[Source data]

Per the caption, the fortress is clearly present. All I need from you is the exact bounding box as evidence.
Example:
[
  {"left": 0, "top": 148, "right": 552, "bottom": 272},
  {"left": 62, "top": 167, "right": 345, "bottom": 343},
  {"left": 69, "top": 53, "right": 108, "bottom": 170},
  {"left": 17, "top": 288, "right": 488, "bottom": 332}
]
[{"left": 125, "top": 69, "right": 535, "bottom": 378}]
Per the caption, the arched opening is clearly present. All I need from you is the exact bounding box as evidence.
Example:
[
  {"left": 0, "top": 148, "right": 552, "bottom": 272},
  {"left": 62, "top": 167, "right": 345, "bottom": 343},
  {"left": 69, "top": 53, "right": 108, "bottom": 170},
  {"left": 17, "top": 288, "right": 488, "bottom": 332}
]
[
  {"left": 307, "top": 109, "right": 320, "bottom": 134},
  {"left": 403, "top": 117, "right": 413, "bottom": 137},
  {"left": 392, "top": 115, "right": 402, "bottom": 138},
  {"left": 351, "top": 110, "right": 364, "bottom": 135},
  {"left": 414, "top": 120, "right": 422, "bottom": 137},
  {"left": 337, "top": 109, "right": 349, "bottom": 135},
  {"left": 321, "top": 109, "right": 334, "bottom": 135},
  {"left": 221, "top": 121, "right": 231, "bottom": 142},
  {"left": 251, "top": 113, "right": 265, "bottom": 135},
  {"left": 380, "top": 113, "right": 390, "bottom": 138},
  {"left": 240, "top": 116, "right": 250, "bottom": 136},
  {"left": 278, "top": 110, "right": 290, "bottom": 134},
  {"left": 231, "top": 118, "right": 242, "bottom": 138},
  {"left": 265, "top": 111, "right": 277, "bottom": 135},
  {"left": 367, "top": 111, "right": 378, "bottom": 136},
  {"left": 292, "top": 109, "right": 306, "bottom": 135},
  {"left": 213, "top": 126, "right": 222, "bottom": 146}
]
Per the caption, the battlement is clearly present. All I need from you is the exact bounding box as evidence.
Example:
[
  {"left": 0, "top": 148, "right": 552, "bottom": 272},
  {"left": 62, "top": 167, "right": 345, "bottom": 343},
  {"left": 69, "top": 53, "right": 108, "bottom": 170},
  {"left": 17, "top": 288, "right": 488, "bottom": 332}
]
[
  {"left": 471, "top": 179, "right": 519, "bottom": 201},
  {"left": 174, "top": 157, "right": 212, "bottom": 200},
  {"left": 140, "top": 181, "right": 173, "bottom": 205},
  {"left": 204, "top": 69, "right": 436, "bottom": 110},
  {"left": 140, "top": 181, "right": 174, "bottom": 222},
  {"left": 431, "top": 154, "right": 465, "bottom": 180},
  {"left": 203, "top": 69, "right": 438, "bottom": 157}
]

---

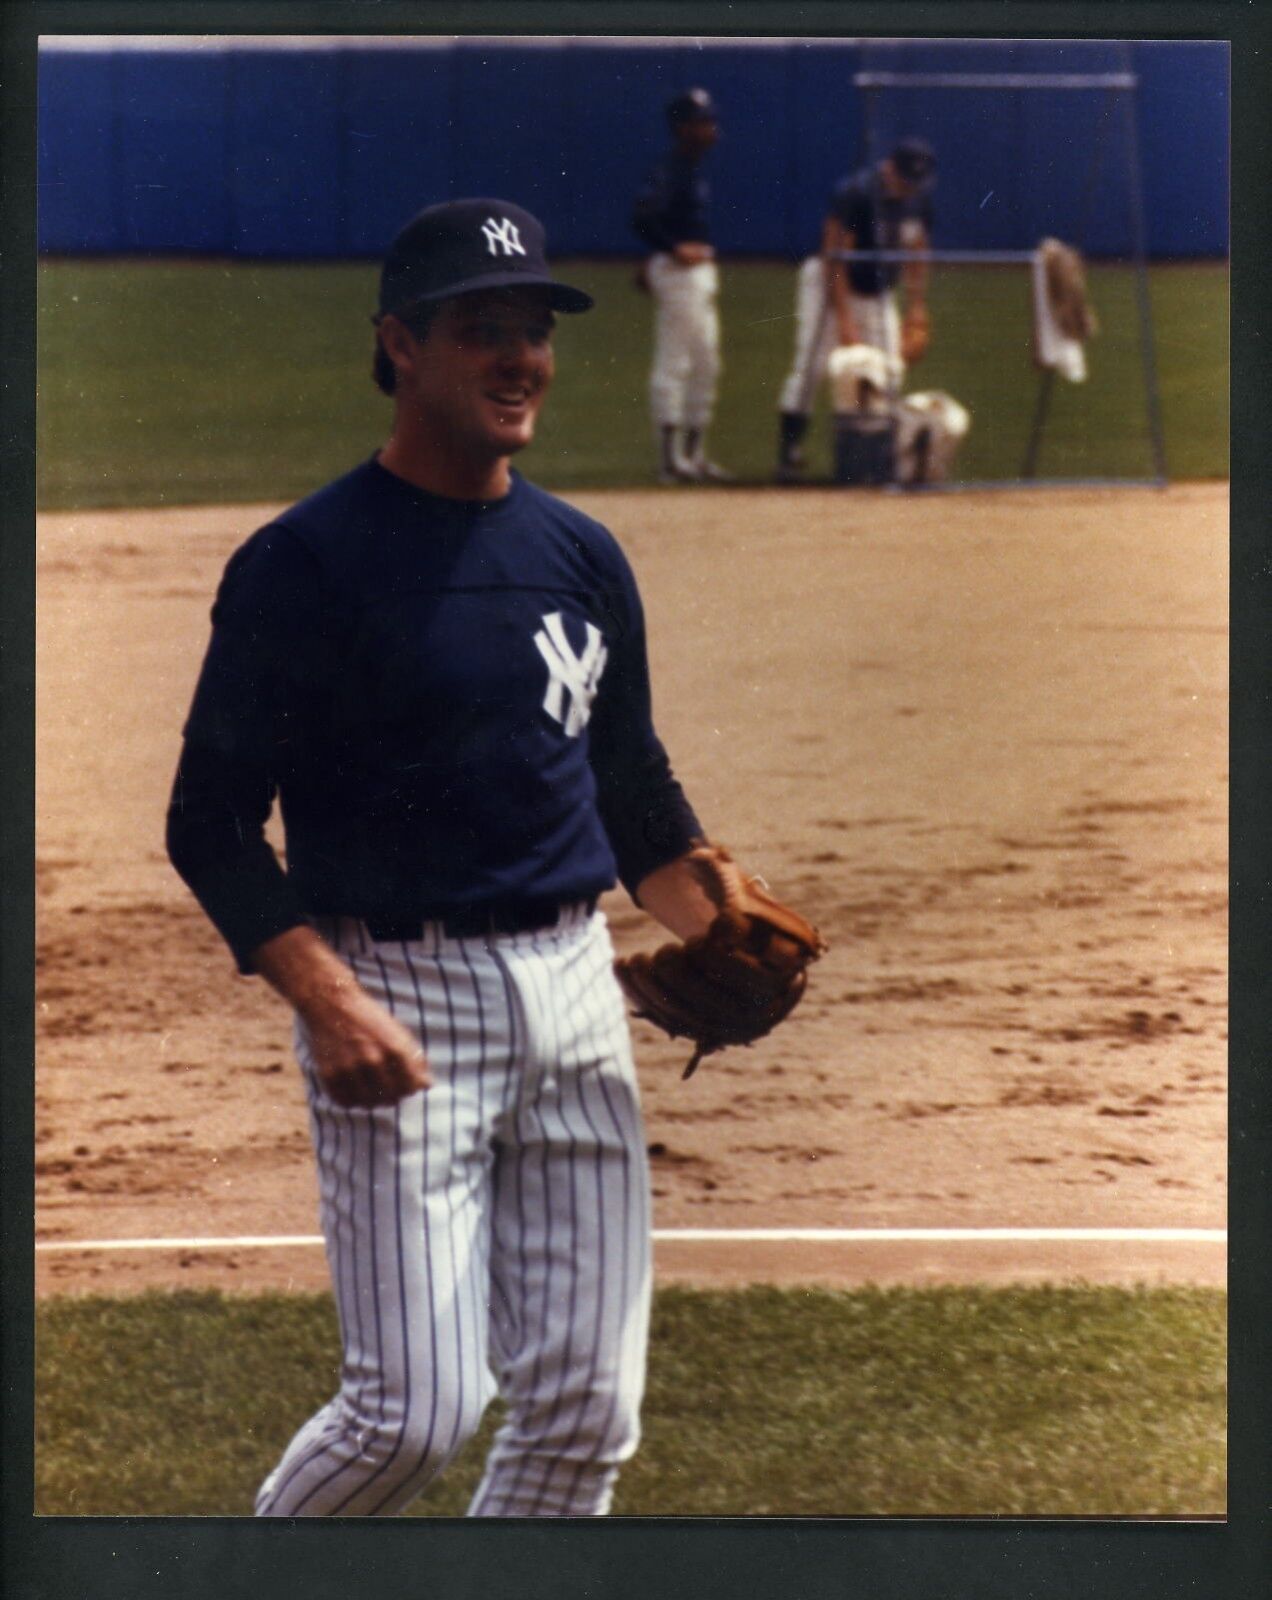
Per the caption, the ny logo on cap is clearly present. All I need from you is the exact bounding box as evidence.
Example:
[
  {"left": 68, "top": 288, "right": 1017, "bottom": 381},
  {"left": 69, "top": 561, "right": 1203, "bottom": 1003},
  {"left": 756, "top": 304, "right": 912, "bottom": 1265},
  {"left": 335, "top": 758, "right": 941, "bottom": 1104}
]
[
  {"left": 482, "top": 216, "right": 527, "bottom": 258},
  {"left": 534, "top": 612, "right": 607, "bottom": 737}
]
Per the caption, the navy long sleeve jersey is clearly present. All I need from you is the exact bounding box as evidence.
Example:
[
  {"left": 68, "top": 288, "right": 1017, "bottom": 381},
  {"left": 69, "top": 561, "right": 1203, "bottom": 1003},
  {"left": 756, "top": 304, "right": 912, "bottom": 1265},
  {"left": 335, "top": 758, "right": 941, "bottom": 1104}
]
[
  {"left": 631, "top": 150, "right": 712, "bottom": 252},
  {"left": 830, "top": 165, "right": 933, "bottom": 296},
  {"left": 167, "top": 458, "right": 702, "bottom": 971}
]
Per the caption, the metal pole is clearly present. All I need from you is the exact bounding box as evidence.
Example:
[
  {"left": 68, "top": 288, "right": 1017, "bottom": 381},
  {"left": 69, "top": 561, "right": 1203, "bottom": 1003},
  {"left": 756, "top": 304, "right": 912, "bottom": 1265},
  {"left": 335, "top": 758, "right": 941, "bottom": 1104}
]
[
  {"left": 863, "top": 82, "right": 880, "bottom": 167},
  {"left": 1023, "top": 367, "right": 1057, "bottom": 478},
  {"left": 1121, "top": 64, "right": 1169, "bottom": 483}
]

Work to complete
An answer is complete only when it holds every line above containing the string "clearly".

Exercise solution
Per the caption, the fortress is clearly present. All I need from you is the exact bounding box as evidence.
Per the caption, the arched opening is clearly present. All I need from you is the exact bounding box as evidence.
Per the caption, the battlement is clearly present. All I need from you is the exact bounding box as evidence.
Per the caption, the ny logo on cap is clearly present. All I need from you is the exact bounding box as evidence.
Per the caption, the navy long sleeve jersey is clearly present. All I need from you is the exact bounding box as evidence.
Per the caption, the metal pole is clearly present. All I need from you is the exact bounding box as evidence.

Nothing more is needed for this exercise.